_Alıştırma Seti:_
[1] Ashab-ı Kehf yazısına göre mağaraların uzletgahı, ibadethanesi ve eğitim yeri olduğu kimseleri sırala.
[2] Ashab-ı Kehf yazısında "Kehf veya mağara…" ile başlayıp "dönüşün adresi mağaralar." ile biten bölümü hiç değiştirmeden aktar.

_Çıkarılan Metin:_
━━━━━━━━━━

Ashab-ı Kehf  ve Diriliş Mucizesi

Ashab-ı Kehf ve Diriliş Mucizesi

Güneş doğduğunda mağaralarına sağ yandan yönelir, battığında ise onları sol yandan keser geçerdi. Onlar da mağaranın geniş boşluğunda idiler. Bu Allah’ın ayetlerindendir…

Kehf veya mağara… İnsan eli değmemiş tabii ve esrarengiz yapılar… Yüce Allah’ın sanat ve haşmetinin kolaylıkla hissedilebildiği, şehir gürültüsü ve saray debdebelerinden uzak sükunet mekanları… Birçok enbiya, evliya ve mütefekkirin uzletgahı, ibadethanesi, eğitim yeri mağaralar… Kıymetini bilenleri ve kendilerine sığınanları ana şefkatiyle kucaklayan, doğasına ve özüne dönüşün adresi mağaralar.

━━━━━━━━━━

_Liste Alıntıları:_
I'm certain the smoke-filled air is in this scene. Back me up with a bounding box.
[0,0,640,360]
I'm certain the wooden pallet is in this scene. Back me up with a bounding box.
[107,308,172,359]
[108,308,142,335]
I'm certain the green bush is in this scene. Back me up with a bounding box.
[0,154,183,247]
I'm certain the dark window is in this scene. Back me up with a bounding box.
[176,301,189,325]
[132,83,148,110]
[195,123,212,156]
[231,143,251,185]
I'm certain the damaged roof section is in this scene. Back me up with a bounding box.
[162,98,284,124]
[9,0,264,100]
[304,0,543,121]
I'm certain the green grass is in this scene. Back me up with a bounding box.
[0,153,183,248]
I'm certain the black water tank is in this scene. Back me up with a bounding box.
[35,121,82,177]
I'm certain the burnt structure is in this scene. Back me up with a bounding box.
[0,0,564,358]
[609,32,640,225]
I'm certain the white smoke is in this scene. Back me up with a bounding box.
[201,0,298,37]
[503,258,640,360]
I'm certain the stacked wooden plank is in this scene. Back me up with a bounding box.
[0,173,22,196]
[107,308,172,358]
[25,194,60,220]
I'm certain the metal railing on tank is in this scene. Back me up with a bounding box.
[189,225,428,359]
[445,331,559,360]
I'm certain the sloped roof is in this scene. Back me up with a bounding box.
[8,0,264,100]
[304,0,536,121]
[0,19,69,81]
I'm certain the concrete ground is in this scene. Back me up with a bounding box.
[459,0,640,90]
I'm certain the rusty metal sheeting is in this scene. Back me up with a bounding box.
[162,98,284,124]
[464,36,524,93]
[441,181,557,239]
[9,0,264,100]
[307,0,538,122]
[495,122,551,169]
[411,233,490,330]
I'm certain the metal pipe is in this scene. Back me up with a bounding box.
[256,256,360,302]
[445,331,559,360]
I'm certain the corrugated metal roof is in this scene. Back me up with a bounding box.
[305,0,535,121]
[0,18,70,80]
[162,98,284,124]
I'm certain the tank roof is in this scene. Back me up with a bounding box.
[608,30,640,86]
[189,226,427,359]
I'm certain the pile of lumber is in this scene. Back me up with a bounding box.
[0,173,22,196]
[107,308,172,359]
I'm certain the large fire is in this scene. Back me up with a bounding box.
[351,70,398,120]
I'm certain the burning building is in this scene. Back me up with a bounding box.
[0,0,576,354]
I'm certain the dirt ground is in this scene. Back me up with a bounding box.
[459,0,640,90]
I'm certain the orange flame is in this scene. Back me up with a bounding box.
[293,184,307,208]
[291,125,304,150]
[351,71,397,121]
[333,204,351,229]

━━━━━━━━━━

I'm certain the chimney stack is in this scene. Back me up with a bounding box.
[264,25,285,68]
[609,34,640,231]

━━━━━━━━━━

_Çözülmüş Görevler:_
[1] enbiya, evliya, mütefekkirler

[2]
Kehf veya mağara… İnsan eli değmemiş tabii ve esrarengiz yapılar… Yüce Allah’ın sanat ve haşmetinin kolaylıkla hissedilebildiği, şehir gürültüsü ve saray debdebelerinden uzak sükunet mekanları… Birçok enbiya, evliya ve mütefekkirin uzletgahı, ibadethanesi, eğitim yeri mağaralar… Kıymetini bilenleri ve kendilerine sığınanları ana şefkatiyle kucaklayan, doğasına ve özüne dönüşün adresi mağaralar.